## TEXT EXTRACT

Re: XML-*

Norman Walsh wrote:

> I would wager that almost every significant document that I've ever
> written has included at least a few entities. By my crude grep|wc -l
> estimate, there are more than 2800 entity declarations (transitively)
> in the internal subset of book.xml for "DocBook: The Definitive
> Guide".

I think we'll be talking about this Monday.  Granted that significant 
publication-oriented XML apps, particularly with an SGML heritage, make 
heavy use of entities.

Let's ignore the issue of parameter entities because they are a 
necessary function but are isolated off in the DTD not in the instance.

I think that the use of entities has worked reasonably well for the 
cases where they're simple macros of zero arguments.  I think it has 
fallen down miserably whenever you've tried to use them for their 
ostensible purpose (cf the SGML Handbook) as some sort of 
storage/content management infrastructure; to start with the ID/IDREFs 
break instantly.

> There are ten or fifteen in the sources for most W3C specs that I've
> seen.

## WORK INSTRUCTIONS
a - Which technical acronyms appear in the entities post? List each one once.
b - Carry on with the entities post, beginning right after its final quoted line.

## GIVEN INFORMATION
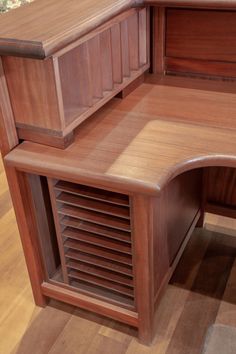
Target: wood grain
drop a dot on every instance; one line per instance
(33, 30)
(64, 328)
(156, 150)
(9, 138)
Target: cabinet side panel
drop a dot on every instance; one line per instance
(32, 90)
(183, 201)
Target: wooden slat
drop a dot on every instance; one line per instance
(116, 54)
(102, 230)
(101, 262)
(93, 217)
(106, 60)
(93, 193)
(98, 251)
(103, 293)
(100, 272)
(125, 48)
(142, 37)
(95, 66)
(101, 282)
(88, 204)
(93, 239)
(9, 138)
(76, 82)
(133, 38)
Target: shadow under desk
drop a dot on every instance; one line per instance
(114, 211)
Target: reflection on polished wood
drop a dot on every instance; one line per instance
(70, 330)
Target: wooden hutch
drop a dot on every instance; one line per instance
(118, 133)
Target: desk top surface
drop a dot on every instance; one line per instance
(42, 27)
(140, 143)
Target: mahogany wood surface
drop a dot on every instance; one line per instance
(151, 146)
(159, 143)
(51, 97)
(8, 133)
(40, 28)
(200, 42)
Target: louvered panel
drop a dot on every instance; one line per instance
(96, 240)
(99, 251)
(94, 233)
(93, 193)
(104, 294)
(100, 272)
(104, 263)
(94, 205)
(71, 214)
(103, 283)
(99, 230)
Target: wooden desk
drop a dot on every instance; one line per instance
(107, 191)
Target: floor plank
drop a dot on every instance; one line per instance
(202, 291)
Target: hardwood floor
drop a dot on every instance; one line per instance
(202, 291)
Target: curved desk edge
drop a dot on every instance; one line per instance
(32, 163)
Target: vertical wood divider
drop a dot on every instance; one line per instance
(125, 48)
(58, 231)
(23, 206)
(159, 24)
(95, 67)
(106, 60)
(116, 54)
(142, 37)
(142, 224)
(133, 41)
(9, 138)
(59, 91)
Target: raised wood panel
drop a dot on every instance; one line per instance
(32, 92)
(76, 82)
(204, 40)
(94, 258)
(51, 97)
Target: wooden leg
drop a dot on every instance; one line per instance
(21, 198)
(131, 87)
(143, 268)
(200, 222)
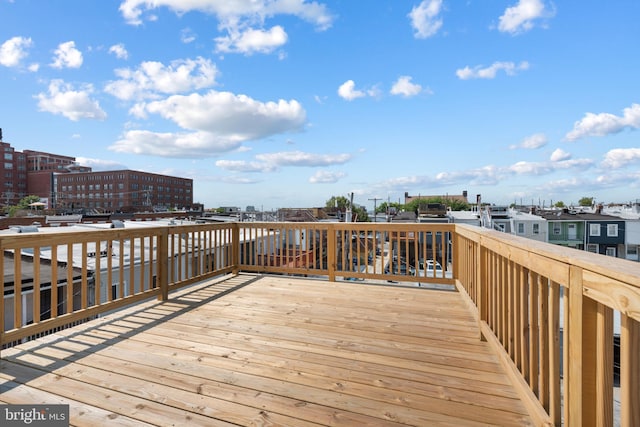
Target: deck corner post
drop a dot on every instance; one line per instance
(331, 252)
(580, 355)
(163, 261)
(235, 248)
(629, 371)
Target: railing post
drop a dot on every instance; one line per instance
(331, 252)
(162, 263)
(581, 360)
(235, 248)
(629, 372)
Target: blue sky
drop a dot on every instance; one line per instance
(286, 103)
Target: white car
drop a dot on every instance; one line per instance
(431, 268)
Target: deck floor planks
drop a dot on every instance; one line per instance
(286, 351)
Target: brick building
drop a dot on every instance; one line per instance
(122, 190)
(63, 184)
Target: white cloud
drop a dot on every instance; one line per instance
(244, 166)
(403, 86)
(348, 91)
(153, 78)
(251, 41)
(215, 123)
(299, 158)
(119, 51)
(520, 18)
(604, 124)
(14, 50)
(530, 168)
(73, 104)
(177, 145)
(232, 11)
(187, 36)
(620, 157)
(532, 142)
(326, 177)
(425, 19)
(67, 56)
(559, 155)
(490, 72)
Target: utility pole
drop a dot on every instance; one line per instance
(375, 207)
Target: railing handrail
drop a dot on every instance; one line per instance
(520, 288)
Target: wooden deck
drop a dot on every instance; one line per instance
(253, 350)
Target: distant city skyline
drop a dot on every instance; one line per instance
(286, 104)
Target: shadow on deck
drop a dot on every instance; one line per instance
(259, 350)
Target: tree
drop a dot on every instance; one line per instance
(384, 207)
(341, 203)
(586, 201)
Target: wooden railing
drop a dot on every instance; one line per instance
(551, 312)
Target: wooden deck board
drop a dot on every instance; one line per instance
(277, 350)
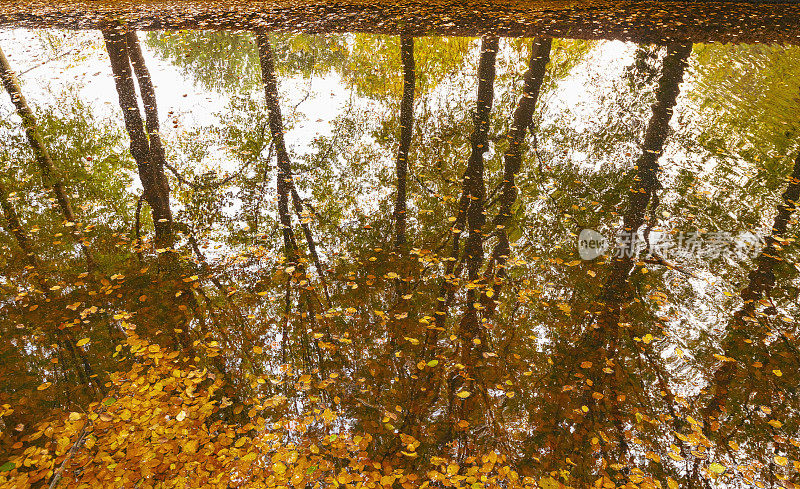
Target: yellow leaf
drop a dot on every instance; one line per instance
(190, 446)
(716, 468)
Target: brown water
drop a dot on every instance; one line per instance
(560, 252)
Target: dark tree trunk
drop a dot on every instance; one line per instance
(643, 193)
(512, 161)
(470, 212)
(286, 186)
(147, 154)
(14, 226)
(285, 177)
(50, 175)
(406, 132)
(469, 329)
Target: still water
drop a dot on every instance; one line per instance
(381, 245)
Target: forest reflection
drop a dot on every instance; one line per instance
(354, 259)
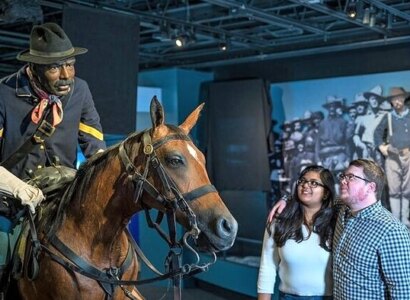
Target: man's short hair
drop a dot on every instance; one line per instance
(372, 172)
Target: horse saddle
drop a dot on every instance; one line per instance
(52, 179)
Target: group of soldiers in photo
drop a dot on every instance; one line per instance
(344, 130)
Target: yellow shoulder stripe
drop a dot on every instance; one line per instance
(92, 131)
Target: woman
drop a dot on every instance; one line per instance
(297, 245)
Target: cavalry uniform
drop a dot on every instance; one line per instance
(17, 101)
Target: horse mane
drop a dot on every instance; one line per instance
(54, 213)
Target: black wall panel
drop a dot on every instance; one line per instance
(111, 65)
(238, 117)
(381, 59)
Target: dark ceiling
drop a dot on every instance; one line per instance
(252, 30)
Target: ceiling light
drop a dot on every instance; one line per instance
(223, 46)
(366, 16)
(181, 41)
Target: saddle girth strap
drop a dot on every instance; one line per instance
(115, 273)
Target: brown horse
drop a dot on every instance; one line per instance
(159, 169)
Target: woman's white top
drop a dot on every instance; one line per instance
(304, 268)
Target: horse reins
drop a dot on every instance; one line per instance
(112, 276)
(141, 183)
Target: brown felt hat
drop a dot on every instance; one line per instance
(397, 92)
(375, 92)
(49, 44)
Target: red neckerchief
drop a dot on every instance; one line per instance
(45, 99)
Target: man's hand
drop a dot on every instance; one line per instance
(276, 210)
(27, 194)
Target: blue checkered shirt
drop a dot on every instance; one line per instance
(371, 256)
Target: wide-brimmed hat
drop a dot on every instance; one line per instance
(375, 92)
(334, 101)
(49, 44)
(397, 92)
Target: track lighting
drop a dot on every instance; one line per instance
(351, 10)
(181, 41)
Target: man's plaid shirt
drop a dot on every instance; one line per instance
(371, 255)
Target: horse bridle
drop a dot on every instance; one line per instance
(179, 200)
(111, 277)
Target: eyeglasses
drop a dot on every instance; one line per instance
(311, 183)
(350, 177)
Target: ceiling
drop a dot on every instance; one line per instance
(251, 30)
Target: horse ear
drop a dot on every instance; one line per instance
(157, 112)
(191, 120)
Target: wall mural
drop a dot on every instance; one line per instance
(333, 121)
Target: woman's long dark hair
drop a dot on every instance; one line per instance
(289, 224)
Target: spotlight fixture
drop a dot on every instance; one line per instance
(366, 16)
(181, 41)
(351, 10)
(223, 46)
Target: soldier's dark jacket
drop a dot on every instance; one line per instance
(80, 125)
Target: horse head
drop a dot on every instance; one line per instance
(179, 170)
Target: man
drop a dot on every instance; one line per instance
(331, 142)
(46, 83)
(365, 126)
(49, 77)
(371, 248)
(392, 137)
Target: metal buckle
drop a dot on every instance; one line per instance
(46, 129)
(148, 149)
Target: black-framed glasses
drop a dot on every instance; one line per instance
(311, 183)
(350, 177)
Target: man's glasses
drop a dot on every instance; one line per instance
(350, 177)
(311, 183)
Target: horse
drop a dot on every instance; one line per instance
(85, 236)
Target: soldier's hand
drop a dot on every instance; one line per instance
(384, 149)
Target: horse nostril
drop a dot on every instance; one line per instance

## PER-TASK ANSWERS
a - XML, SGML, DTD, ID, IDREFs, W3C

b -
For (a) naming odd characters and (b) simple boilerplate.  Hardly 
showstoppers.

> It might be useful to have a standard for "Prescriptive Standalone
> XML" that people could point at in those applications where such a
> prescription is necessary, but removing entities from XML in general
> is just not something I'm willing to consider.

Nothing we can do will take entities out of XML 1.* at this point in 
time.  I've proposed XML-SW which has no entities or DTD at all (but 
does have a DOCTYPE declaration so you can use XML 1.* validation on it 
just fine).

There are various intermediate points you could think of, such as:
(a) entities, internal only
(b) (a) + internal subset only
(c) (b) + no recursion
(d) (c) + replacement text has to be shorter than name
(e) (b) + names for character references only

I do think we can agree that no existing or proposed schema effort is 
apt to re-invent the entity mechanism, so I could be persuaded that in 
something like XML-SW, we could live with one of (a) through (e) or a 
variation.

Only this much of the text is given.